Goal 1
Decide whether each statement agrees with the passage on delimited continuations, answering yes or no and quoting the words from the passage that decide it: (a) call/cc belongs to the class of delimited control operators; (b) a continuation, as formulated there, is a meta-level abstraction; (c) running the examples in DrRacket requires putting (require racket/control) in the file.
Goal 2
Carry the passage on delimited continuations forward from its final sentence, keeping its technical voice.

Text segment

# Delimited continuations

Tags: programming languages, scheme

A continuation can be understood as a context that represents the “rest of the program”. Notice that formulated in this way, continuation is a meta-level abstraction. Ability to manipulate such continuations as functions is obtained using control operators. The Scheme programming language has traditionally been a ripe field for research on control operators such as (call/cc).

Call-with-current-continuation is an example of an unbounded control operator. A different and a more general class of control operators are delimited control operators. The basic idea is that rather to capture the whole rest of the program as a continuation, delimited control operators capture delimited continuations, i.e. some part of the program with a hole.

In order to run the examples from this document in DrRacket make sure to put (require racket/control) in your file.

Named object pointing entries:

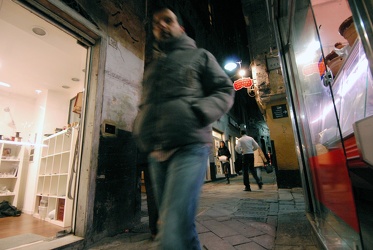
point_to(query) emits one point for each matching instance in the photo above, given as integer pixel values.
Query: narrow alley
(230, 218)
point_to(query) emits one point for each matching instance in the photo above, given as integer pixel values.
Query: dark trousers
(248, 164)
(150, 198)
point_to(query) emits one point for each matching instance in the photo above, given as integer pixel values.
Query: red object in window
(242, 83)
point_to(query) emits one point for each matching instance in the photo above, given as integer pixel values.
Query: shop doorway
(42, 72)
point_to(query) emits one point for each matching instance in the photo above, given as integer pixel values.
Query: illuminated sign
(243, 83)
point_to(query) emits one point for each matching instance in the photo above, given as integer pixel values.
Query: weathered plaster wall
(115, 199)
(123, 74)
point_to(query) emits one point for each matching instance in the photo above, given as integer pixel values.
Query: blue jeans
(177, 184)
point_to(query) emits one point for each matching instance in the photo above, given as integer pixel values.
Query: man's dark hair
(161, 7)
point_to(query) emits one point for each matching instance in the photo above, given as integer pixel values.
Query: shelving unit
(53, 178)
(12, 170)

Exercise answer 1
(a) No: "Call-with-current-continuation is an example of an unbounded control operator."
(b) Yes: "continuation is a meta-level abstraction"
(c) Yes: "make sure to put (require racket/control) in your file."

Exercise answer 2
## Prompt/control

One of the first (and simplest) delimited control operations is prompt/control. prompt delimits the continuation, and control captures the current continuation (up to the innermost prompt).

(prompt (+ 1 (control k (k 3))))


The code is evaluated as follows:

(prompt (+ 1 (control k (k 3))))
=> (prompt ((λ (k) (k 3)) (λ (x) (+ 1 x))))
=> (prompt ((λ (x) (+ 1 x)) 3))
=> (prompt (+ 1 3)) => (prompt 4) => 4


Here (λ (x) (+ 1 x)) represents the delimited continuation (the program inside prompt without the control part) on an object level. When (control k body) is evaluated inside a prompt, it gets replaced with (λ (k) body) (capturing k inside body) and applied to the continuation. In terms of reduction semantics one would have the following reduction rules:

(prompt v) -> v
(prompt E[(control k body)]) -> (prompt ((λ (k) body) (λ (x) E[x])))


where the evaluation context E does not contain prompt and x is a free variable in E.

In particular, if continuation is not invoked in body, it is just discarded, as in the following example:

(prompt (+ 1 (control k 3)))


A captured delimited continuation can be invoked multiple times:

(prompt
(+ 1 (control k (let ([x (k 1)] [y (k 2)])
(k (* x y))))))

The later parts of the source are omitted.